• Description of the task:
Write out every entry exactly as it appears.

• Record excerpts:
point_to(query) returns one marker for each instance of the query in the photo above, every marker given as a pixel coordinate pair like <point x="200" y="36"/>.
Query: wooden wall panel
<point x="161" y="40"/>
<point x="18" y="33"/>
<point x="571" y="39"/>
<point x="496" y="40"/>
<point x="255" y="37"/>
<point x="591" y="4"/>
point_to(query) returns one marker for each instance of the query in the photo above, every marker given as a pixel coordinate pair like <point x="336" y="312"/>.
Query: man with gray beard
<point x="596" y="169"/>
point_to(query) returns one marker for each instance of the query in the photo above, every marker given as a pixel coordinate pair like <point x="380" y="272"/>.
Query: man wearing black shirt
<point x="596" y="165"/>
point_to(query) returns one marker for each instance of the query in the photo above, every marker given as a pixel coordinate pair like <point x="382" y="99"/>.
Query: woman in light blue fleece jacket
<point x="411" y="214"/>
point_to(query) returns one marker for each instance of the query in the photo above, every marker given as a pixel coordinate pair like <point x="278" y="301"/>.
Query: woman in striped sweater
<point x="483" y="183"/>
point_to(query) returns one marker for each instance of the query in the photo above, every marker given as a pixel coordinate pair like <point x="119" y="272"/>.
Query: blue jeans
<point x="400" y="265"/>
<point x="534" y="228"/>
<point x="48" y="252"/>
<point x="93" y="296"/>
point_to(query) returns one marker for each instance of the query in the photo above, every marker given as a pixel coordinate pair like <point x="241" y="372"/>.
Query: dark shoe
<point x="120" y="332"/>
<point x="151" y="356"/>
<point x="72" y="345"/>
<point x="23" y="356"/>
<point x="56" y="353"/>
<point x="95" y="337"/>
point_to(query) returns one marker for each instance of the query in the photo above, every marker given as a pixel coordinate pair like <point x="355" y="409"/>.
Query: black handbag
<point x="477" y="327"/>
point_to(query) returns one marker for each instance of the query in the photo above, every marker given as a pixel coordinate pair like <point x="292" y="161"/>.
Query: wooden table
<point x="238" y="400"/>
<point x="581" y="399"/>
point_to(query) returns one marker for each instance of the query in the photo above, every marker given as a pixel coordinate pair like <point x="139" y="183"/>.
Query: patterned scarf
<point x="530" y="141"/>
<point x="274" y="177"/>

• Response:
point_to(query) returns one marker for each instance of the query in the photo above, every marker given as a pixel coordinate pair like <point x="200" y="36"/>.
Query: wooden wall panel
<point x="161" y="40"/>
<point x="18" y="33"/>
<point x="571" y="39"/>
<point x="496" y="40"/>
<point x="255" y="37"/>
<point x="591" y="4"/>
point_to(query) returns one marker for each instance of the query in the photo above, every marker given as a pixel coordinate pair like <point x="336" y="312"/>.
Query: man with gray beard
<point x="596" y="169"/>
point_to(query) returns one marker for each instance of the query in the photo above, every marker given as a pixel coordinate pair like <point x="380" y="272"/>.
Query: man wearing black shirt
<point x="596" y="165"/>
point_to(query) returns one marker for each instance of the query in the photo above, every marker given as a pixel coordinate pair like <point x="382" y="99"/>.
Query: woman in light blue fleece jacket
<point x="411" y="214"/>
point_to(query) returns one marker for each instance of the query in the photo above, every marker given as a pixel coordinate pair like <point x="278" y="301"/>.
Query: woman in striped sweater
<point x="483" y="183"/>
point_to(query) returns one marker for each instance of the query in the photo above, every marker given as a pixel coordinate pair like <point x="119" y="272"/>.
Query: blue jeans
<point x="400" y="265"/>
<point x="534" y="228"/>
<point x="48" y="252"/>
<point x="93" y="296"/>
point_to(query) returns one marker for each instance of the query in the photo above, every marker given as a pixel coordinate pair like <point x="241" y="372"/>.
Query: dark shoe
<point x="120" y="332"/>
<point x="151" y="356"/>
<point x="72" y="345"/>
<point x="23" y="356"/>
<point x="56" y="353"/>
<point x="95" y="337"/>
point_to(query) returns one marker for each instance of the query in the photo above, every marker given as a pixel coordinate pair like <point x="355" y="409"/>.
Query: black handbag
<point x="477" y="327"/>
point_to(query) returns one marker for each instance of the query in the photo above, every marker given as a pixel coordinate pair like <point x="292" y="161"/>.
Query: wooden table
<point x="238" y="400"/>
<point x="581" y="399"/>
point_to(query) returns one marker for each instance of the query in the photo above, every marker given as a pixel coordinate pair like <point x="139" y="183"/>.
Query: patterned scarf
<point x="530" y="141"/>
<point x="274" y="177"/>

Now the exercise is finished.